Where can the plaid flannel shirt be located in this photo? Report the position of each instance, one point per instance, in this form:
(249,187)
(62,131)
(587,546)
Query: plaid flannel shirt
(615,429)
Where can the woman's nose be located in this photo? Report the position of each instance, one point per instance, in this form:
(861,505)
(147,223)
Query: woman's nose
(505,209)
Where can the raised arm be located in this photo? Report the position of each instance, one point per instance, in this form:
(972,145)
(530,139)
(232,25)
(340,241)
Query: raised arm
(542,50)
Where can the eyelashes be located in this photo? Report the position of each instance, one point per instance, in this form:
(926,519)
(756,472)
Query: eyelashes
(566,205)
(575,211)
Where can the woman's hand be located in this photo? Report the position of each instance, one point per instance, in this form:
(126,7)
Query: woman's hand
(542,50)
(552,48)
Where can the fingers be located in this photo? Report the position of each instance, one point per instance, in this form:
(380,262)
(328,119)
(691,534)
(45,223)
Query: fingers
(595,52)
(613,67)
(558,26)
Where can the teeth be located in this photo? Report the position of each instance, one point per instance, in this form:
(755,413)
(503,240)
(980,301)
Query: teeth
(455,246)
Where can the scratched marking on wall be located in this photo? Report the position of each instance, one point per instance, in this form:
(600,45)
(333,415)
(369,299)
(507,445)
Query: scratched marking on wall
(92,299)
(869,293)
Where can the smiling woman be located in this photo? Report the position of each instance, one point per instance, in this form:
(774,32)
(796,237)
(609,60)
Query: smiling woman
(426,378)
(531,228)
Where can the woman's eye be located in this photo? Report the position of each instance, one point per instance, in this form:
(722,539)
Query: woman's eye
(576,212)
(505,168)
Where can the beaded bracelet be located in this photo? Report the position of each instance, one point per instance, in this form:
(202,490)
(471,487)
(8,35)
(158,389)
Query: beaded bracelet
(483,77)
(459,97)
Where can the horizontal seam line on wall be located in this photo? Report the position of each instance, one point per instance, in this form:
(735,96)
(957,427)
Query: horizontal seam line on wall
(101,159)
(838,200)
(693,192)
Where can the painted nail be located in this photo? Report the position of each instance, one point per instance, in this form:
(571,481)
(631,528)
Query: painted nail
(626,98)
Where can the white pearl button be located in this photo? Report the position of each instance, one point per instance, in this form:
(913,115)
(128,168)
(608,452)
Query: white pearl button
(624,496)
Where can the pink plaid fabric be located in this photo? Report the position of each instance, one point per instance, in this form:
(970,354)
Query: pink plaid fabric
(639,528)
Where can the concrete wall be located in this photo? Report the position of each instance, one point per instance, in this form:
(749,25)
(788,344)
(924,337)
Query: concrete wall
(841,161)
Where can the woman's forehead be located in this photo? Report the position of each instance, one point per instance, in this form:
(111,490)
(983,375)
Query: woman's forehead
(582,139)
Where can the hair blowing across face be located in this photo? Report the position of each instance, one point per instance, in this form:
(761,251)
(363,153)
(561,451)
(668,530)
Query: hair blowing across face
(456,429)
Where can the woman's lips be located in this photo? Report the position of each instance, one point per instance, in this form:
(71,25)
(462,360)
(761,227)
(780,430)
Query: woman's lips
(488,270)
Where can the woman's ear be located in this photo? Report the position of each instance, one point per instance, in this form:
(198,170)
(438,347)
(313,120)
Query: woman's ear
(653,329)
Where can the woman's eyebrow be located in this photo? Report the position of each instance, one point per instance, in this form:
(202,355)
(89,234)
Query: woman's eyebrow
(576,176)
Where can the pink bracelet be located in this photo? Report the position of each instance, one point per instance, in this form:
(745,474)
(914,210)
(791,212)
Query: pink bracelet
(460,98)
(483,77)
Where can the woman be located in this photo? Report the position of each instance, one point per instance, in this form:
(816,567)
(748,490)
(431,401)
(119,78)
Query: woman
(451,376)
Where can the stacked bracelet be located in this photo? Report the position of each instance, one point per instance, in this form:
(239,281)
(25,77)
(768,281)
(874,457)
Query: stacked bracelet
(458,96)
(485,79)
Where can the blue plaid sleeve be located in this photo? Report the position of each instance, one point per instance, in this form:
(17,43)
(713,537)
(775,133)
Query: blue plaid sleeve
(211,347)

* **TASK**
Reproduce the records above from the line containing "Where can the pink bracelet" through their final line, requests included, adding 18 to every number in the answer coordinates and leaving the sample points in the requests unchanged.

* **THE SOLUTION**
Where can the pink bracelet be located in this photo? Report the position of each instance, one point per instance, in this form:
(745,474)
(914,210)
(791,212)
Query: pink bracelet
(478,116)
(501,95)
Where can the woman be located in this photo? Report the position of each instance, one point per instance, in this form:
(816,567)
(748,490)
(431,401)
(119,78)
Query: woman
(469,394)
Where can the stacked bracelet be located in this photo? Report the position of each instance, one point per instance, in this form:
(239,281)
(25,77)
(768,281)
(874,457)
Query: stacked bracelet
(476,114)
(503,97)
Where can the blue plaid sleeve be located in this photo? Report the position of each instance, one point per instance, in this form:
(17,43)
(713,537)
(775,133)
Query: blue plaid sleeve
(229,365)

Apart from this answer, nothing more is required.